%%

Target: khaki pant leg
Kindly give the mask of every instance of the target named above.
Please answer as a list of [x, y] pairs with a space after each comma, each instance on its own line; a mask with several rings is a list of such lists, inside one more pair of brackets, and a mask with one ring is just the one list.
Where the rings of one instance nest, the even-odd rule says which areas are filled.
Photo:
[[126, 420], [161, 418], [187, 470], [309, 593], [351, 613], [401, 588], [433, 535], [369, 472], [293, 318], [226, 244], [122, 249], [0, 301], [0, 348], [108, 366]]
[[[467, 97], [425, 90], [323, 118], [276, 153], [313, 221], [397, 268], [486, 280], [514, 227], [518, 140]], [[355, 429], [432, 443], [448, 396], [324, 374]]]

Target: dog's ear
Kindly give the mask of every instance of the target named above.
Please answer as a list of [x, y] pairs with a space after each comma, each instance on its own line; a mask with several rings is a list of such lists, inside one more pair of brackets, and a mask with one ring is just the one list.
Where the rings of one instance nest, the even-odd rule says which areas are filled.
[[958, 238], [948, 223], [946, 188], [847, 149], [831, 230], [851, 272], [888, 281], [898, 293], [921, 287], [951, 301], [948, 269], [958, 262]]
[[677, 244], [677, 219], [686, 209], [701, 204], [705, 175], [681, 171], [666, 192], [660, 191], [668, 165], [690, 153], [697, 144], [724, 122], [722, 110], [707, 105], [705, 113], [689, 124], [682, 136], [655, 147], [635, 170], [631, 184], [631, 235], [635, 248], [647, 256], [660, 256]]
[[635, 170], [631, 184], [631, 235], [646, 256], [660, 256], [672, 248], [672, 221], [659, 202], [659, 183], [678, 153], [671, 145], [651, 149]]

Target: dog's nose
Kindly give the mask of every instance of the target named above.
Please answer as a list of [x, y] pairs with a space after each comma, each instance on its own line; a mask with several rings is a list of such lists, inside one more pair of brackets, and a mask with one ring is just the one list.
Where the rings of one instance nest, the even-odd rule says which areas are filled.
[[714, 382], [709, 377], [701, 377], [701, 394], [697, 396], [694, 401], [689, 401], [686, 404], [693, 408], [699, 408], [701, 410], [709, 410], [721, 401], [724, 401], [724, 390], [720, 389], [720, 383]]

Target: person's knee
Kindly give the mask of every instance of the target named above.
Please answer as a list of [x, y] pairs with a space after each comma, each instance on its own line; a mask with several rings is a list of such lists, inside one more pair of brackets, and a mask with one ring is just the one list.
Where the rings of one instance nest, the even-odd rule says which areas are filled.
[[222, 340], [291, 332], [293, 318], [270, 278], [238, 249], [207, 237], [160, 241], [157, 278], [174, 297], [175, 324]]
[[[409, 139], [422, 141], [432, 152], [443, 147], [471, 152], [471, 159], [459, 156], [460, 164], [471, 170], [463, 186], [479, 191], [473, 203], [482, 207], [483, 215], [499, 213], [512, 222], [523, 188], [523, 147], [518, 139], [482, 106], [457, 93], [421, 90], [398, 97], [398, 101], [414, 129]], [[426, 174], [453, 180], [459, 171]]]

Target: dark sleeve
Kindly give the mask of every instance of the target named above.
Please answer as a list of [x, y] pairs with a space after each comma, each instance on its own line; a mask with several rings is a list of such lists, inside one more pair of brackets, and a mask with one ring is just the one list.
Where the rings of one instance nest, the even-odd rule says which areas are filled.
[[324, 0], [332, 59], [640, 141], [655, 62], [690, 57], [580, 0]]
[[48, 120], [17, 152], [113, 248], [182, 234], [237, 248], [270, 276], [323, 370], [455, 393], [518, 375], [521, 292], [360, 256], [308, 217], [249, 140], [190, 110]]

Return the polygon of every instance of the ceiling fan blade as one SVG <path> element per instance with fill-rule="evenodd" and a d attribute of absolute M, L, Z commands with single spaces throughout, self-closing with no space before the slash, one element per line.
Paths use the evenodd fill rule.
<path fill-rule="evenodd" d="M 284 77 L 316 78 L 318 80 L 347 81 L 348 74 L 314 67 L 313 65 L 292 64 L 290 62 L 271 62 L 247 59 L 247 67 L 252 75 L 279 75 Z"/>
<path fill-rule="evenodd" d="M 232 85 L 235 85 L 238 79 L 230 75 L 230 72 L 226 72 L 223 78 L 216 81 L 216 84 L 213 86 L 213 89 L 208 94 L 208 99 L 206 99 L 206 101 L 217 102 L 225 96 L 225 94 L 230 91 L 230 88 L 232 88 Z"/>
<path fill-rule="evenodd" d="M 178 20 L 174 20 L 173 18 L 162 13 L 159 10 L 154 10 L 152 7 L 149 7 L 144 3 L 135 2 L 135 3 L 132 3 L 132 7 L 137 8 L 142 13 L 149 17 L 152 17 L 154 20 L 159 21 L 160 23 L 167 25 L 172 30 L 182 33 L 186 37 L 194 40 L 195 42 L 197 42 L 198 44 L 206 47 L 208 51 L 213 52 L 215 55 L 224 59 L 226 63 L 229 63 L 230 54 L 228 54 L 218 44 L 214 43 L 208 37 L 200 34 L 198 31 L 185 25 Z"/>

%%

WHAT THIS TASK INVOLVES – Rewrite the material above as a numbered list with one line per item, leaving out the blank lines.

IN RESPONSE –
1. Target: khaki pant leg
2. Kindly give the mask of every instance of the target named above.
3. Please answer as a list of [x, y] pairs with a space after each comma, each instance on its own line; a mask with several rings is a list of such lists, inside one more pair of brackets, and a mask with one ring is just the one list.
4. Where the rings of one instance nest, the even-odd rule says which areas are filled.
5. Photo:
6. [[126, 420], [161, 418], [187, 470], [309, 593], [351, 613], [401, 588], [433, 535], [369, 472], [293, 318], [226, 244], [122, 249], [0, 301], [0, 348], [108, 366]]
7. [[[467, 97], [425, 90], [323, 118], [276, 153], [313, 221], [397, 268], [486, 280], [514, 227], [518, 140]], [[355, 429], [432, 443], [448, 396], [324, 374]]]
8. Target: dog's ear
9. Kindly give the mask of every instance of the target named above.
10. Please answer as a list of [x, y] pairs with a space after each comma, each instance on its own line; a mask with several rings is a list of such lists, inside one more pair of brackets, and a mask with one ring is just the one list.
11. Where the rings of one instance nest, the even-odd rule says which areas are filled.
12. [[958, 238], [948, 223], [946, 188], [847, 149], [831, 230], [851, 272], [888, 281], [898, 293], [921, 287], [951, 301], [948, 269], [958, 262]]
13. [[677, 244], [677, 219], [686, 209], [701, 204], [705, 175], [681, 171], [666, 192], [660, 191], [668, 165], [690, 153], [697, 144], [724, 122], [722, 110], [707, 105], [705, 113], [689, 124], [682, 136], [655, 147], [635, 170], [631, 184], [631, 235], [635, 248], [647, 256], [660, 256]]
14. [[635, 170], [631, 184], [631, 235], [646, 256], [660, 256], [672, 248], [672, 221], [659, 202], [659, 183], [678, 153], [671, 145], [651, 149]]
15. Target: dog's nose
16. Kindly give the mask of every instance of the target named above.
17. Please answer as a list of [x, y] pairs with a space after each comma, each instance on its own line; a mask with several rings is a list of such lists, inside one more pair of brackets, and a mask with one ring is just the one list.
18. Where the rings of one instance nest, the even-odd rule says which areas are filled.
19. [[714, 382], [709, 377], [701, 377], [701, 394], [697, 396], [694, 401], [689, 401], [686, 404], [693, 408], [699, 408], [701, 410], [709, 410], [721, 401], [724, 401], [724, 390], [720, 389], [720, 383]]
20. Target: person's knee
21. Kindly give the mask of every instance of the target named above.
22. Please answer as a list of [x, y] pairs with a space after each comma, each instance on its own line; a mask with several rings is a list of such lists, inside one more pair of brackets, and a mask with one ring is just the one list.
23. Where the rings of one instance nest, the even-odd rule says which areas are filled.
24. [[222, 340], [291, 332], [293, 318], [270, 278], [238, 249], [207, 237], [160, 241], [157, 278], [174, 297], [175, 324]]
25. [[[409, 139], [422, 141], [432, 152], [443, 147], [471, 152], [471, 159], [459, 156], [460, 164], [471, 170], [463, 186], [479, 191], [473, 203], [482, 207], [483, 215], [499, 213], [512, 222], [523, 188], [523, 147], [518, 139], [482, 106], [457, 93], [421, 90], [398, 97], [398, 101], [414, 129]], [[426, 174], [453, 180], [459, 171]]]
26. Target: dark sleeve
27. Kindly give the mask of every instance of the target named above.
28. Please answer as a list of [x, y] pairs with a space after each comma, each instance on its own line; a mask with several rings is a list of such lists, inside one more pair of brackets, and a mask with one ring is just the one list.
29. Where the rings of one instance nest, the even-odd rule says which areas are filled.
30. [[324, 0], [332, 59], [640, 141], [655, 62], [690, 57], [580, 0]]
31. [[48, 120], [17, 152], [113, 248], [182, 234], [237, 248], [270, 276], [323, 370], [455, 393], [518, 375], [521, 292], [360, 256], [308, 217], [249, 140], [190, 110]]
32. Return the polygon of every instance of the ceiling fan blade as one SVG <path> element per instance with fill-rule="evenodd" and a d attribute of absolute M, L, Z commands with single spaces throughout, self-closing with no space before the slash, one element per line.
33. Paths use the evenodd fill rule.
34. <path fill-rule="evenodd" d="M 284 77 L 316 78 L 318 80 L 347 81 L 348 74 L 314 67 L 313 65 L 292 64 L 290 62 L 271 62 L 247 59 L 247 67 L 252 75 L 279 75 Z"/>
35. <path fill-rule="evenodd" d="M 232 85 L 235 85 L 238 79 L 230 75 L 230 72 L 226 72 L 223 78 L 216 81 L 216 84 L 213 86 L 213 89 L 208 94 L 208 99 L 206 99 L 206 101 L 217 102 L 225 96 L 225 94 L 230 91 L 230 88 L 232 88 Z"/>
36. <path fill-rule="evenodd" d="M 178 20 L 174 20 L 173 18 L 162 13 L 159 10 L 154 10 L 152 7 L 149 7 L 144 3 L 135 2 L 135 3 L 132 3 L 132 7 L 137 8 L 142 13 L 149 17 L 152 17 L 154 20 L 159 21 L 160 23 L 167 25 L 172 30 L 182 33 L 186 37 L 194 40 L 195 42 L 197 42 L 198 44 L 206 47 L 208 51 L 213 52 L 215 55 L 224 59 L 226 63 L 229 63 L 230 54 L 228 54 L 218 44 L 214 43 L 208 37 L 200 34 L 198 31 L 185 25 Z"/>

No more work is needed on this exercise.